Your goal: Swap "barrier tape" for "caution tape" everywhere in the lines below, and leave everything else as it is.

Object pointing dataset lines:
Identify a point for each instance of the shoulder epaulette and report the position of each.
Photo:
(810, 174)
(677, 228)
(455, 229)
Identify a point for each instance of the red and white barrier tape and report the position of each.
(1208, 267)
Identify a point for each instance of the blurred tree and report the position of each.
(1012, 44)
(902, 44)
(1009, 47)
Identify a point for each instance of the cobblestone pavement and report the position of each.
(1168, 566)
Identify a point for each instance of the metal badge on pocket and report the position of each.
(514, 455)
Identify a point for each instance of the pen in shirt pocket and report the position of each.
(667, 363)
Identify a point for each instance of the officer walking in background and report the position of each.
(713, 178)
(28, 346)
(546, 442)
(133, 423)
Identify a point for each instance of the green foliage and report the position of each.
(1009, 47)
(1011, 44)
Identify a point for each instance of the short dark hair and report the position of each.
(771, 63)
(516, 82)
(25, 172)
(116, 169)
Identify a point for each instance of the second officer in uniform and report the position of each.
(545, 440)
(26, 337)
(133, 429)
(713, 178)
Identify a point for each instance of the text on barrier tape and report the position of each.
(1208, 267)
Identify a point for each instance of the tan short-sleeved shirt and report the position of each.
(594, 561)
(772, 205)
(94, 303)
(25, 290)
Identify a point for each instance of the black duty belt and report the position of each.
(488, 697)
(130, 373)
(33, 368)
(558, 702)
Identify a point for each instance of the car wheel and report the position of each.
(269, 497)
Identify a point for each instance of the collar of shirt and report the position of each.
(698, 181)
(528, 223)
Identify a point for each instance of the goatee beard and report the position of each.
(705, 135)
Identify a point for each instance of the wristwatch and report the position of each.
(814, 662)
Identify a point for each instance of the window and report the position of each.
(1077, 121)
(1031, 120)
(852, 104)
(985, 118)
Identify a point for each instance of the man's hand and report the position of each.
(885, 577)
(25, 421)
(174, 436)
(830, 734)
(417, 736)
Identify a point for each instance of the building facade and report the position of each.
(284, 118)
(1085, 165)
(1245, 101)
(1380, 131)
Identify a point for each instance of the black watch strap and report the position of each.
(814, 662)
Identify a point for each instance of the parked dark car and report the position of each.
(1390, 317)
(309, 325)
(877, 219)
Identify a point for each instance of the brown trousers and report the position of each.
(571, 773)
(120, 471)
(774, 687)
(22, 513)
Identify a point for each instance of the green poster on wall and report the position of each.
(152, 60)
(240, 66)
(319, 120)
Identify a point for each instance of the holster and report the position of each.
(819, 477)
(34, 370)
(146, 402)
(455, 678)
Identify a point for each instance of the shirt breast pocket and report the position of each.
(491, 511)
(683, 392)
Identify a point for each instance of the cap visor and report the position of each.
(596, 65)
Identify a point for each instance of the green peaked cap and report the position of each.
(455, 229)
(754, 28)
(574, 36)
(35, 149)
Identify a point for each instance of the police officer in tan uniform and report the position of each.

Result of this task:
Identify a point for each instance of the shoulder epaulette and report the position of each.
Photo:
(810, 174)
(677, 228)
(455, 229)
Identify a point for each instance of the red and white caution tape and report the position of each.
(1208, 267)
Identify a point for each instance of the blurred tree and report the position of each.
(1012, 44)
(902, 44)
(1009, 47)
Identify a point for each instance of the cobblestone pavement and report the position of each.
(1168, 566)
Identify a point for each instance of the metal badge on pocket and report the position of each.
(514, 455)
Identify a point for each instance of the pen in shirt pocket and report the position of each.
(667, 363)
Identify a point for each instance of the officer walking in background and report the position of each.
(713, 178)
(28, 346)
(546, 442)
(133, 423)
Identify a point for each instance of the green foliage and report the position of each.
(1009, 47)
(1011, 44)
Identify a point for each instance of the short dark hair and report the position of each.
(771, 63)
(516, 82)
(25, 172)
(116, 169)
Identify a point for each instance of the second officer in uniform and report the position of each.
(545, 440)
(26, 337)
(133, 429)
(713, 178)
Identify a point for each instance of the text on caution tape and report the position of each.
(1208, 267)
Identify a point for each instance of the tan short-sleeved shirt and report the position of each.
(594, 561)
(772, 205)
(94, 303)
(25, 290)
Identify a point for each instance of the black duty belt and report the position of each.
(488, 697)
(130, 373)
(33, 368)
(558, 702)
Identify a point for each instance of the car wheel and report the position of each.
(269, 497)
Identify a point for each instance of the collar of shirt and report the position of each.
(698, 181)
(528, 223)
Identify a point for each instance of the goatee beard and report the position of each.
(705, 135)
Identify a point for each instance of the wristwatch and report the position of each.
(814, 662)
Identify a point for each instance of the window and report the position of each.
(1077, 121)
(1031, 120)
(852, 104)
(985, 118)
Identify a point for each instance of the man's hand and report the position of each.
(885, 577)
(25, 421)
(174, 436)
(830, 734)
(417, 736)
Identify a point for each instance of the building facade and report the position of each.
(284, 118)
(1085, 165)
(1245, 101)
(1380, 131)
Identify a point for each instance of the black watch strap and report the position of each.
(814, 662)
Identify a point for each instance of the parked dark car and report the position of each.
(1390, 317)
(309, 325)
(877, 219)
Identify a point for each instance of the brown trousers and report the position of each.
(571, 773)
(120, 471)
(774, 687)
(22, 513)
Identify a point for each instance of the green poster on wall and report the position of each.
(152, 60)
(240, 66)
(319, 120)
Identify a point for each instance of the holster and report the position of each.
(819, 477)
(34, 370)
(146, 402)
(455, 678)
Identify a point for each instance of the shirt breast pocket and report the position of each.
(491, 511)
(683, 392)
Identify a point for each instance of the cap visor and report the position of each.
(596, 65)
Identify a point for each instance of the green peaked cap and report the position of each.
(455, 229)
(754, 28)
(574, 36)
(35, 149)
Identify a point for each instance of the police officer in tan uniform and report the position of each.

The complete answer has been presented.